___ Given entries ___

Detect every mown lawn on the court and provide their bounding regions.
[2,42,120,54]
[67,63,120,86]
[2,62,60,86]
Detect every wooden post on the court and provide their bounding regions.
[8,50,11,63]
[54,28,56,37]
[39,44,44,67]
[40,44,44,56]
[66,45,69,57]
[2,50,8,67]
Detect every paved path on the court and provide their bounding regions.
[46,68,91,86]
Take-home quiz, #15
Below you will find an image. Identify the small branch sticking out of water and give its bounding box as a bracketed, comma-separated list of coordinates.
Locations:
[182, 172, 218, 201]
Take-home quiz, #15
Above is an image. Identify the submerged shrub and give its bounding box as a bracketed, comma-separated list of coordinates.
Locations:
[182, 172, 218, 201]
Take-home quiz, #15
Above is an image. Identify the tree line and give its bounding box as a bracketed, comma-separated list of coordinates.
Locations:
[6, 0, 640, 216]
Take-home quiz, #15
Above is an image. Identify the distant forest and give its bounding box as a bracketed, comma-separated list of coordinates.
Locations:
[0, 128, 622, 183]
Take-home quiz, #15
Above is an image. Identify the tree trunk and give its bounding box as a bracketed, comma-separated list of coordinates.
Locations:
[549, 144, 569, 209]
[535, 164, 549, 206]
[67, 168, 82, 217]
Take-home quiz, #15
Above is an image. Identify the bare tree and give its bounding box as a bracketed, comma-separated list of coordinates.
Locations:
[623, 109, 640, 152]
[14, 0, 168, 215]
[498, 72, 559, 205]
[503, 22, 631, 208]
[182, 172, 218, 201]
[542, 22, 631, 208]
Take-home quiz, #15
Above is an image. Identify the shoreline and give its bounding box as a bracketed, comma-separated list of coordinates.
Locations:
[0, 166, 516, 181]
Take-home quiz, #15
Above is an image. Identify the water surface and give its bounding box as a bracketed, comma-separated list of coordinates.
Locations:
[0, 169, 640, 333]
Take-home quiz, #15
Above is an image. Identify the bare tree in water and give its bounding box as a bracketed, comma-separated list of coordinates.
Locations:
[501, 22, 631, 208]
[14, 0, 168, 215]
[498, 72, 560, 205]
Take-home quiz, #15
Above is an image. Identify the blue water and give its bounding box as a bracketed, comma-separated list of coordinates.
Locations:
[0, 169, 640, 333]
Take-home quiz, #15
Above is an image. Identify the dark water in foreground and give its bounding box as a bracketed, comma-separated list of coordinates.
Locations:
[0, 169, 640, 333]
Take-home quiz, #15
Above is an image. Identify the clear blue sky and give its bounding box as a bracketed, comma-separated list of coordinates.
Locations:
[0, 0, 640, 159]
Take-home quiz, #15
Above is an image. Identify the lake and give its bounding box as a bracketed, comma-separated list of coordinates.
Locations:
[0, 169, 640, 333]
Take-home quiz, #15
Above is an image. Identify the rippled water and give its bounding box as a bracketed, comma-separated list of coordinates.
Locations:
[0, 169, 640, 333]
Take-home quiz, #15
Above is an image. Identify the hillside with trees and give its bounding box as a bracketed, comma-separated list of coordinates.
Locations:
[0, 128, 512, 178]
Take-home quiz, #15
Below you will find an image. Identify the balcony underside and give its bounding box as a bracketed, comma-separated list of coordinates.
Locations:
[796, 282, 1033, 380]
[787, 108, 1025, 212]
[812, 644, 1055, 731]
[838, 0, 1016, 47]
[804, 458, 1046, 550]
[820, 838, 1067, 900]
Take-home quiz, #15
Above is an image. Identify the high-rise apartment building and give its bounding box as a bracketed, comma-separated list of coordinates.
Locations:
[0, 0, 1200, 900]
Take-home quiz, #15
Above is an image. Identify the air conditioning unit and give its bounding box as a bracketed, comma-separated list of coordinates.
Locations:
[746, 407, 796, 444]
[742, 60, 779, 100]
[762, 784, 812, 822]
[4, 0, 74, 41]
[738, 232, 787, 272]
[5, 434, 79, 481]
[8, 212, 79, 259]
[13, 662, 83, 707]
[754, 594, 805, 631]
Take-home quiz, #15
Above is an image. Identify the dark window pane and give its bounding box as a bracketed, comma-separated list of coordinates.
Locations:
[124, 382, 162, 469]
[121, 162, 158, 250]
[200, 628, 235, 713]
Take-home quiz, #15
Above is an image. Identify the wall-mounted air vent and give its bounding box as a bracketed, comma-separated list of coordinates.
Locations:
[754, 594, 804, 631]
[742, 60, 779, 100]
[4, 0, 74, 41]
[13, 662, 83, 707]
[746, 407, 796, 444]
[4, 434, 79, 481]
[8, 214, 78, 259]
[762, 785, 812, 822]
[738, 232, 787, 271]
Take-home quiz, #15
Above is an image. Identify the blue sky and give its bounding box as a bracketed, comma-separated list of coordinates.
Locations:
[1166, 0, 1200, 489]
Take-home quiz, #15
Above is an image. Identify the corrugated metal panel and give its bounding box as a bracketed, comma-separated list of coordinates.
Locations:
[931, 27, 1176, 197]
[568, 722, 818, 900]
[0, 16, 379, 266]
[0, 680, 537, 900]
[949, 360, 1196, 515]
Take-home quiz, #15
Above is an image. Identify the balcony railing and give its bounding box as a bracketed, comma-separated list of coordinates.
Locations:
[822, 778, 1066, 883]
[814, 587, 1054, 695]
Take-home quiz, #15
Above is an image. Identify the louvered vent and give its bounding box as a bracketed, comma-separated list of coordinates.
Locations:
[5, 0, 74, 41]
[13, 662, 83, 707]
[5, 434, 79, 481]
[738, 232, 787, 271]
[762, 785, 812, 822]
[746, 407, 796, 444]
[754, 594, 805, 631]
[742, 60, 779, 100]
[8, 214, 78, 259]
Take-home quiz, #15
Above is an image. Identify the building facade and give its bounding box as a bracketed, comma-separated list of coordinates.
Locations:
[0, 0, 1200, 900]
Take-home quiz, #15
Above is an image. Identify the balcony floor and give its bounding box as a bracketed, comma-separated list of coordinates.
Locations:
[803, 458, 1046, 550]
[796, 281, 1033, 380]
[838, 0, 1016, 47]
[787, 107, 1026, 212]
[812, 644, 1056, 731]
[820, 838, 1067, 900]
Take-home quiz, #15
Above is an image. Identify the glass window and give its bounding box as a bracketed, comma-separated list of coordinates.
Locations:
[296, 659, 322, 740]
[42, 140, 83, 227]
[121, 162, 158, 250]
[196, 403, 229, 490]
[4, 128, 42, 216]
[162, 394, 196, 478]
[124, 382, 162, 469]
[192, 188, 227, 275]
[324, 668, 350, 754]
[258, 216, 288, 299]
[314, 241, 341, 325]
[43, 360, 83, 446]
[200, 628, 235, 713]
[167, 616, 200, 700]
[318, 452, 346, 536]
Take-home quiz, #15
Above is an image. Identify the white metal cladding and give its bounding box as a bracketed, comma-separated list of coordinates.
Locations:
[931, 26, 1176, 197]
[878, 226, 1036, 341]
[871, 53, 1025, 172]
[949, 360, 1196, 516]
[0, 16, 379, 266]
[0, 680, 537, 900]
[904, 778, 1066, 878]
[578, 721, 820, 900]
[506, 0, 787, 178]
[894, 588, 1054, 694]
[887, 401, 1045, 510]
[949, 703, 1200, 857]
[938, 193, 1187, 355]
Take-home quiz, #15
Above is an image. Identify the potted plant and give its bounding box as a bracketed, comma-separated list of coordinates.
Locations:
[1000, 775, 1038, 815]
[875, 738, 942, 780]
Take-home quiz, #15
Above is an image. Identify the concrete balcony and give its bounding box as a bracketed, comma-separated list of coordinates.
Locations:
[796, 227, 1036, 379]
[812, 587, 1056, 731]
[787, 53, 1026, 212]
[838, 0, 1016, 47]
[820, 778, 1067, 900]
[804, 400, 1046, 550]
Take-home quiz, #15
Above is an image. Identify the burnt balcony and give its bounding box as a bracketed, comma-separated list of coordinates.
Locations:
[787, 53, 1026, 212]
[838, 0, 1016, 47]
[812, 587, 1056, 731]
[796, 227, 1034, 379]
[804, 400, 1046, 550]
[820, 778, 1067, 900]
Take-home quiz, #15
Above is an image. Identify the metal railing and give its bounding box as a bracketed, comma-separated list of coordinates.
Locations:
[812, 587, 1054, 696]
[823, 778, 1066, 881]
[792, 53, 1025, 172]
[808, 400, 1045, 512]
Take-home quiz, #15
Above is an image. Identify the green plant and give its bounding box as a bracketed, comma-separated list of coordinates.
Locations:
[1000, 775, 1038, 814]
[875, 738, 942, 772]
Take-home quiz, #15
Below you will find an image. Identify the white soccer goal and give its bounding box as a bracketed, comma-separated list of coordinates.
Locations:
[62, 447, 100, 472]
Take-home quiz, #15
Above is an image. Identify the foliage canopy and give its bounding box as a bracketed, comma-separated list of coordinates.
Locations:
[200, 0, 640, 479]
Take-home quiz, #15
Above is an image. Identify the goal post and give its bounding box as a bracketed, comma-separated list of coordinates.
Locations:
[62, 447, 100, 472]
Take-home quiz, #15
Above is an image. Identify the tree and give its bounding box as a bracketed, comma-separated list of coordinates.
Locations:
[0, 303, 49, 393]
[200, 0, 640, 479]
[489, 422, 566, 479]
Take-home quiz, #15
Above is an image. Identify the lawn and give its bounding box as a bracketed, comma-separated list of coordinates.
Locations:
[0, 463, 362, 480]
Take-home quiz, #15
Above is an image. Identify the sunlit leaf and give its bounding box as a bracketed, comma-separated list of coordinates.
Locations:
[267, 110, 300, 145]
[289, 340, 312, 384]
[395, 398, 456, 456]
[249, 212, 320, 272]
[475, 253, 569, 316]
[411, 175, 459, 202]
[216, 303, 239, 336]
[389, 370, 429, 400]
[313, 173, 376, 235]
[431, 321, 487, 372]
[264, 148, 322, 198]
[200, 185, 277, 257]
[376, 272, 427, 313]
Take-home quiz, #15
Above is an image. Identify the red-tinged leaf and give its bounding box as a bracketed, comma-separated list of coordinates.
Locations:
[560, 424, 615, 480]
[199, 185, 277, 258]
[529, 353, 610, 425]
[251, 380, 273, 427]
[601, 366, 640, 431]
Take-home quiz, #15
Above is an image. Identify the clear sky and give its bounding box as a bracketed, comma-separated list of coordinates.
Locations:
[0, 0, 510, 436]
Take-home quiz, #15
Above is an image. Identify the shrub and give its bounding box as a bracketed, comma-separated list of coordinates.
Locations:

___

* Problem requirements:
Convert the stretch of lines from the start of the records above through the line containing "[2,50,8,67]" into a Markdown table with the columns "Number" and "Line", omitting any blank lines.

* Exercise result:
| Number | Line |
|---|---|
| 1 | Detect every mown lawn on the court and provide their bounding regions. |
| 2 | [2,42,120,54] |
| 3 | [67,63,120,86] |
| 4 | [2,62,60,86] |
| 5 | Detect every wooden post on the court and provide their bounding regions. |
| 6 | [8,50,11,63] |
| 7 | [54,28,56,37] |
| 8 | [39,44,44,67] |
| 9 | [40,44,44,56] |
| 10 | [66,45,69,57] |
| 11 | [2,50,8,67] |